Dataset excerpt
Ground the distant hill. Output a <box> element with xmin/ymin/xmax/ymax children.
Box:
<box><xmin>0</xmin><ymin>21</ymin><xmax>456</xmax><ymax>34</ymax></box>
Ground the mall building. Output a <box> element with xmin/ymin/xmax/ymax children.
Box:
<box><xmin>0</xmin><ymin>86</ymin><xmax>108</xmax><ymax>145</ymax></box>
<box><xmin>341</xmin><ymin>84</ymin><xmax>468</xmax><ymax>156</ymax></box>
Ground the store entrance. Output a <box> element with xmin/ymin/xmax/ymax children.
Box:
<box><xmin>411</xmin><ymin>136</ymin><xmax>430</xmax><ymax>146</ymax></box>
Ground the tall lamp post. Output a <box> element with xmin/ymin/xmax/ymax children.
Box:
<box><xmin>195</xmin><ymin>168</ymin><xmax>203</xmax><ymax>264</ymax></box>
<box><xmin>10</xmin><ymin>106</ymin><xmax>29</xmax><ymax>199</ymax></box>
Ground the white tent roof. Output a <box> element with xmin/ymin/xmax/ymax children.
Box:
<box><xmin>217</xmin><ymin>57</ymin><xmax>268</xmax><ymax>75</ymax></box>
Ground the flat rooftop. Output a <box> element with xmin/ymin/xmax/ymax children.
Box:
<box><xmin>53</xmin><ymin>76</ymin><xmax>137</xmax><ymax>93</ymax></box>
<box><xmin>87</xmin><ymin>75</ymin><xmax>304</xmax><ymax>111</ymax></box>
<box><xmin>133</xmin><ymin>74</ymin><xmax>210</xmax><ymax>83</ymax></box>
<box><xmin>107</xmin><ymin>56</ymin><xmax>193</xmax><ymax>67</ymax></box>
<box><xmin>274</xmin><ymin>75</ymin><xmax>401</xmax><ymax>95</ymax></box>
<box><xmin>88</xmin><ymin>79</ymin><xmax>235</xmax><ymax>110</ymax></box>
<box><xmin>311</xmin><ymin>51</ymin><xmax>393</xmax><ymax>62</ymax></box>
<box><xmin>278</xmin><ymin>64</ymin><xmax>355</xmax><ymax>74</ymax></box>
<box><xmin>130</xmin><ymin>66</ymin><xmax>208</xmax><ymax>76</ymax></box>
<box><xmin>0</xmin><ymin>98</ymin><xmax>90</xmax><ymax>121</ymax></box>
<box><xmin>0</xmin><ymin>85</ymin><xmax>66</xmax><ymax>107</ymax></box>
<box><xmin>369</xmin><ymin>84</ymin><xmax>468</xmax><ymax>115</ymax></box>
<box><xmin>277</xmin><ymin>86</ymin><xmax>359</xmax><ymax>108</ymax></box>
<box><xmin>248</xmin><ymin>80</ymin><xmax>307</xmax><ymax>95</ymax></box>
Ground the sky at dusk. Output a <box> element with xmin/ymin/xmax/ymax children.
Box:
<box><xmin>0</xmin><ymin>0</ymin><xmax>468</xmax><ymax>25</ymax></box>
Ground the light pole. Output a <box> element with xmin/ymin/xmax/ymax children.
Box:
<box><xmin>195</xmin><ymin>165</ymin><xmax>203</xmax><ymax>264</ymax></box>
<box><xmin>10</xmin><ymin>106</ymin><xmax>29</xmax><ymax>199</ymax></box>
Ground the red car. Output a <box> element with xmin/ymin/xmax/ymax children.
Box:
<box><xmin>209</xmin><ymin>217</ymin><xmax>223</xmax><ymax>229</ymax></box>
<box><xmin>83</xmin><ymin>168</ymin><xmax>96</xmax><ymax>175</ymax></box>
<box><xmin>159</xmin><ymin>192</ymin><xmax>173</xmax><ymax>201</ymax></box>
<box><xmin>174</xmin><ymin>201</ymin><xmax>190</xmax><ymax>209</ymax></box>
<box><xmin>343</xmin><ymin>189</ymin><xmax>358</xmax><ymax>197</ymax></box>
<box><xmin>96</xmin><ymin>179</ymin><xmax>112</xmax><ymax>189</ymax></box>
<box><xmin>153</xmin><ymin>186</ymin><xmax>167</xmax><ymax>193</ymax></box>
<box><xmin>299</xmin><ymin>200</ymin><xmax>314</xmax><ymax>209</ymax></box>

* _What you should do_
Can you reproduce every row above verbatim, from the first line to the last?

* _Exercise solution_
Ground the distant hill. Output a <box> element with xmin/ymin/xmax/ymax children.
Box:
<box><xmin>0</xmin><ymin>21</ymin><xmax>456</xmax><ymax>34</ymax></box>
Ground the mall building. Output a <box> element with xmin/ymin/xmax/ymax children.
Box:
<box><xmin>0</xmin><ymin>86</ymin><xmax>108</xmax><ymax>145</ymax></box>
<box><xmin>341</xmin><ymin>84</ymin><xmax>468</xmax><ymax>156</ymax></box>
Ground the store entrance. Output a <box> element with xmin/ymin/xmax/ymax children.
Box:
<box><xmin>411</xmin><ymin>136</ymin><xmax>430</xmax><ymax>146</ymax></box>
Ground the tall lamp post. Output a <box> element with xmin/ymin/xmax/ymax children.
Box:
<box><xmin>195</xmin><ymin>168</ymin><xmax>203</xmax><ymax>264</ymax></box>
<box><xmin>10</xmin><ymin>106</ymin><xmax>29</xmax><ymax>199</ymax></box>
Ground the white tent roof. Output a <box> element with xmin/ymin/xmax/ymax children.
Box:
<box><xmin>217</xmin><ymin>57</ymin><xmax>268</xmax><ymax>75</ymax></box>
Ground the flat rooftop. Output a <box> element with xmin/ymin/xmax/ymax children.
Box:
<box><xmin>53</xmin><ymin>76</ymin><xmax>137</xmax><ymax>93</ymax></box>
<box><xmin>87</xmin><ymin>75</ymin><xmax>304</xmax><ymax>111</ymax></box>
<box><xmin>133</xmin><ymin>74</ymin><xmax>210</xmax><ymax>83</ymax></box>
<box><xmin>107</xmin><ymin>56</ymin><xmax>193</xmax><ymax>67</ymax></box>
<box><xmin>274</xmin><ymin>75</ymin><xmax>401</xmax><ymax>95</ymax></box>
<box><xmin>88</xmin><ymin>79</ymin><xmax>235</xmax><ymax>110</ymax></box>
<box><xmin>311</xmin><ymin>51</ymin><xmax>393</xmax><ymax>62</ymax></box>
<box><xmin>278</xmin><ymin>64</ymin><xmax>355</xmax><ymax>74</ymax></box>
<box><xmin>130</xmin><ymin>66</ymin><xmax>208</xmax><ymax>76</ymax></box>
<box><xmin>0</xmin><ymin>98</ymin><xmax>90</xmax><ymax>121</ymax></box>
<box><xmin>0</xmin><ymin>85</ymin><xmax>66</xmax><ymax>107</ymax></box>
<box><xmin>369</xmin><ymin>84</ymin><xmax>468</xmax><ymax>115</ymax></box>
<box><xmin>277</xmin><ymin>86</ymin><xmax>359</xmax><ymax>108</ymax></box>
<box><xmin>248</xmin><ymin>80</ymin><xmax>307</xmax><ymax>95</ymax></box>
Ground the sky at dusk. Output a <box> element with xmin/ymin/xmax/ymax children.
Box:
<box><xmin>0</xmin><ymin>0</ymin><xmax>468</xmax><ymax>25</ymax></box>
Ground the light pole. Output a <box> element with xmin/ymin/xmax/ymax children.
Box:
<box><xmin>195</xmin><ymin>165</ymin><xmax>203</xmax><ymax>264</ymax></box>
<box><xmin>10</xmin><ymin>106</ymin><xmax>29</xmax><ymax>199</ymax></box>
Ground the red car. Output a <box> element with xmin/ymin/xmax/ymax children.
Box:
<box><xmin>209</xmin><ymin>217</ymin><xmax>223</xmax><ymax>229</ymax></box>
<box><xmin>83</xmin><ymin>168</ymin><xmax>96</xmax><ymax>175</ymax></box>
<box><xmin>159</xmin><ymin>192</ymin><xmax>173</xmax><ymax>201</ymax></box>
<box><xmin>174</xmin><ymin>201</ymin><xmax>190</xmax><ymax>209</ymax></box>
<box><xmin>343</xmin><ymin>189</ymin><xmax>358</xmax><ymax>197</ymax></box>
<box><xmin>96</xmin><ymin>179</ymin><xmax>112</xmax><ymax>189</ymax></box>
<box><xmin>153</xmin><ymin>186</ymin><xmax>167</xmax><ymax>193</ymax></box>
<box><xmin>299</xmin><ymin>200</ymin><xmax>314</xmax><ymax>209</ymax></box>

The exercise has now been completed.